Put the lines below, from the first line of the entries through the line containing "box: [318, 173, 326, 220]" (both included), into a JSON list of strings with one string per line and no blank lines.
··· RECORDS FOR PROCESSING ···
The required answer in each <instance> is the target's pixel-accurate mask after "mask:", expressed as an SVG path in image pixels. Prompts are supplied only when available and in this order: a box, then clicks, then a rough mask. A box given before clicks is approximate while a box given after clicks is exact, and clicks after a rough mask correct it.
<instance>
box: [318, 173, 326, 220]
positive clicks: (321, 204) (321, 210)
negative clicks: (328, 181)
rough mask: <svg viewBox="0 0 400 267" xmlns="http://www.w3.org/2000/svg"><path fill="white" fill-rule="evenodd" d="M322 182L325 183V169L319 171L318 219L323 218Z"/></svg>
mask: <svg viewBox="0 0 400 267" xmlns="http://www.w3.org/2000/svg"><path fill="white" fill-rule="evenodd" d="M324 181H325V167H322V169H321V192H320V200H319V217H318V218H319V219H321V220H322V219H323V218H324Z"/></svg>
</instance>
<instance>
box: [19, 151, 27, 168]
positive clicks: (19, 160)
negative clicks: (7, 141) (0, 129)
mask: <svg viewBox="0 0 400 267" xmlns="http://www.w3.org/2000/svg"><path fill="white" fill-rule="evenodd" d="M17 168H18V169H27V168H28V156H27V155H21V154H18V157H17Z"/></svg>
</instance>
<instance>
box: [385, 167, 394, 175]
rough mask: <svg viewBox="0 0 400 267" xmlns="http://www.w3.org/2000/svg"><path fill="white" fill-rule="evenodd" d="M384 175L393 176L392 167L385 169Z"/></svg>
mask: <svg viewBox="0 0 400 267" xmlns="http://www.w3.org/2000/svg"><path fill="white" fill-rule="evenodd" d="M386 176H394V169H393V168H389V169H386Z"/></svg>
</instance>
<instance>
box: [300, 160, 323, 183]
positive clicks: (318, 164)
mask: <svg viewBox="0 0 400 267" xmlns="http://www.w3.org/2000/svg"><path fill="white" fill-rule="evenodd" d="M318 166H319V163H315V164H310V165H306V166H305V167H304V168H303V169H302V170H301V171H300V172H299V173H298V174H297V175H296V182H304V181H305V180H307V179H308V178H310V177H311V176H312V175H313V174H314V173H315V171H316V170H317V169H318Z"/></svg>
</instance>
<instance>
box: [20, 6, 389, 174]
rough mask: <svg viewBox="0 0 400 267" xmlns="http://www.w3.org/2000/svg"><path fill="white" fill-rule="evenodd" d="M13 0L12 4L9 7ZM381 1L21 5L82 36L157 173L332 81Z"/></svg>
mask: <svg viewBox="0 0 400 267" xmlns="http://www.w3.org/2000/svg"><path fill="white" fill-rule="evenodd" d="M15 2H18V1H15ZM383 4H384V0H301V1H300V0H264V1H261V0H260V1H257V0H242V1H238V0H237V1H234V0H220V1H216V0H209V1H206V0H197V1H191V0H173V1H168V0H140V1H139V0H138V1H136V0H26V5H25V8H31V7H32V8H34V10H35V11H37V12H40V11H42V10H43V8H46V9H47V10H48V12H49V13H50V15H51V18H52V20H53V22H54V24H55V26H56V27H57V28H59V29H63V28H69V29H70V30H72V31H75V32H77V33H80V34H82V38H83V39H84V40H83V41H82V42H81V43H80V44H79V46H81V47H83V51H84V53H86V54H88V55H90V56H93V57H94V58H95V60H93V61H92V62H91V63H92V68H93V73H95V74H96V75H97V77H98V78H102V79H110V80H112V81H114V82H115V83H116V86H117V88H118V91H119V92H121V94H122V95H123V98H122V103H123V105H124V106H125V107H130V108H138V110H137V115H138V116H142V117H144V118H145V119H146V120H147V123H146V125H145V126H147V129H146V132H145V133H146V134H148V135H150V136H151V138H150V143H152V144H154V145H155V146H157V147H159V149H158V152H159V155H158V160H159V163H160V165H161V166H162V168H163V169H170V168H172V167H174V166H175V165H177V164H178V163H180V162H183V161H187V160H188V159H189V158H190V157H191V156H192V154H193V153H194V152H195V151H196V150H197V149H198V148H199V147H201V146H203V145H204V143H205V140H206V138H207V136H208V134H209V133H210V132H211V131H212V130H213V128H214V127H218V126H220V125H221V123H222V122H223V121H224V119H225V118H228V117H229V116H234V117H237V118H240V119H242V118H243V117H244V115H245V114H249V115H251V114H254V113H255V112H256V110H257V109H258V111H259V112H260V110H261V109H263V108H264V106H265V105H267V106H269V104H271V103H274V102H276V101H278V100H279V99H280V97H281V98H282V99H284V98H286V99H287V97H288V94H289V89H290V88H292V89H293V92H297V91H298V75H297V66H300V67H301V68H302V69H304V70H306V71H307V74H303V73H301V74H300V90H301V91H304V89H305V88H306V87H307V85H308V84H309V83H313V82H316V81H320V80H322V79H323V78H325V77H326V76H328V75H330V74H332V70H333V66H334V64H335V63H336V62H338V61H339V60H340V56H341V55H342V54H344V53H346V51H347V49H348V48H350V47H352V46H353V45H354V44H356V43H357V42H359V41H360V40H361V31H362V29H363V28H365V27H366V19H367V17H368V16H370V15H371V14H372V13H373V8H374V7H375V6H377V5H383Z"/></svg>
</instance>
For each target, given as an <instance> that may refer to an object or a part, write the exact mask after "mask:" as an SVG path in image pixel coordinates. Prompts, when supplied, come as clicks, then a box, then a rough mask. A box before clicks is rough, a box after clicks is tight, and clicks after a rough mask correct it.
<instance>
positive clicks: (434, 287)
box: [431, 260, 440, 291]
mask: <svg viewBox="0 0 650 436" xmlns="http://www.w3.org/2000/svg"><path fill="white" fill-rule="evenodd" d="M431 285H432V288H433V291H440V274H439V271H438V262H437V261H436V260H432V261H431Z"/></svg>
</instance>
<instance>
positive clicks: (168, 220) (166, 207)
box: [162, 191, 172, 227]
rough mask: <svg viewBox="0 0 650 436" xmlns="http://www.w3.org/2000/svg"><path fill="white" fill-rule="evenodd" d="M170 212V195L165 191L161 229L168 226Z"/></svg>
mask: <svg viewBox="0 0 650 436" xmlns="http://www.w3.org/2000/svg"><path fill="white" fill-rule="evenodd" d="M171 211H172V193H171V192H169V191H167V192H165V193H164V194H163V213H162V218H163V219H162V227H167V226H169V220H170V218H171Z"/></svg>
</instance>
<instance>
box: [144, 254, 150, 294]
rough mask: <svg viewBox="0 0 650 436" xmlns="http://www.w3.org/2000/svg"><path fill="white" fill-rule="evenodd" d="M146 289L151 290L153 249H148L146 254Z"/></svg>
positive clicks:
···
EXERCISE RESULT
[
  "The required answer in each <instance> is the target's pixel-accurate mask after \"mask:\", expressed as an SVG path in image pixels. Prompts are supplied only when available and in this order: a box, then clicks, then a rough mask. A box given before clicks is approximate while a box given after clicks is exact, and clicks after a rough mask correct it.",
  "<instance>",
  "box: [318, 173, 326, 220]"
]